> **TASK REQUIREMENTS**
Below are the records; give again exactly the line with "In an <instance>", the line with "negative clicks: (560, 582) (439, 771)", and each line that lies between them, and nothing besides.

> **EXTRACTED INFORMATION**
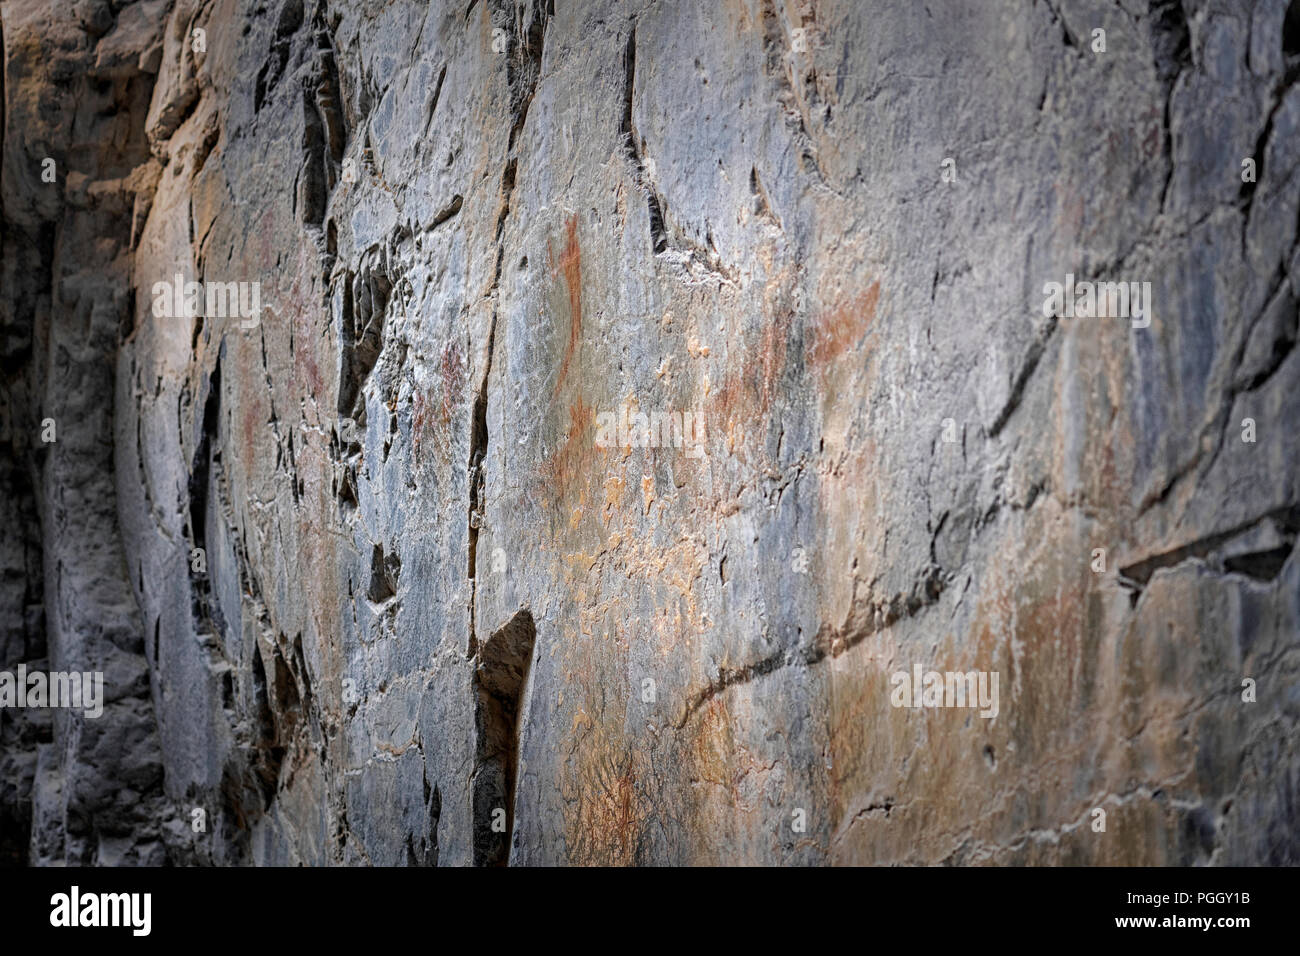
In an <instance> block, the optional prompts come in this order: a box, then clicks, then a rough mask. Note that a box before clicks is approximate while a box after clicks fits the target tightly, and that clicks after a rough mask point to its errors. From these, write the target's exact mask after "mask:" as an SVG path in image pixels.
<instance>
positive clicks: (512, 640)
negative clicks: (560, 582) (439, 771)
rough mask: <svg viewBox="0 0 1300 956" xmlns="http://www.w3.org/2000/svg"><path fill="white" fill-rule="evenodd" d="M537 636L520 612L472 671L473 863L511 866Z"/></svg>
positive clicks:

...

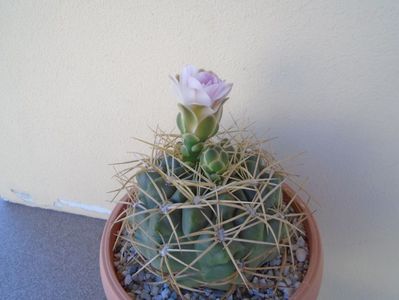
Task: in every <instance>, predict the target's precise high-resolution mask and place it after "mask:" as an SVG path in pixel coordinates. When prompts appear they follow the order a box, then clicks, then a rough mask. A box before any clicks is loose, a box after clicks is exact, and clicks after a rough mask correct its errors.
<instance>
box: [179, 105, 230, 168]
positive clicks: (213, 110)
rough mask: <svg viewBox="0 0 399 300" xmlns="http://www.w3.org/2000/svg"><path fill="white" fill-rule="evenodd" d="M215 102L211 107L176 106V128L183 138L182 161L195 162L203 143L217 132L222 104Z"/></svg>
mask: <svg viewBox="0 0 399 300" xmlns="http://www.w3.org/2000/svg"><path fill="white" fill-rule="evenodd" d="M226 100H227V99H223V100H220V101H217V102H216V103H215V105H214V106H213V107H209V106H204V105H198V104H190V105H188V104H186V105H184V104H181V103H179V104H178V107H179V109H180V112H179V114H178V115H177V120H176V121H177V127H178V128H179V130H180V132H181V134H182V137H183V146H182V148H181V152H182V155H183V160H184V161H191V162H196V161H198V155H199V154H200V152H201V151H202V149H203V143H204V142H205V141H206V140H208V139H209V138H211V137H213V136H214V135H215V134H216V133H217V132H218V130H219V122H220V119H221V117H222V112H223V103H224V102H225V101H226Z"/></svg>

> **ANSWER BELOW**
In an <instance> block, the optional prompts come in this order: a box, then clicks, then a rough mask. Note that a box before clicks is approximate while a box after clicks fits the target tightly, and that clicks after a rough mask point to its errors. From these, write the target's exact mask after "mask:" as an SVG path in image pixels.
<instance>
positive clicks: (512, 640)
negative clicks: (560, 582) (439, 771)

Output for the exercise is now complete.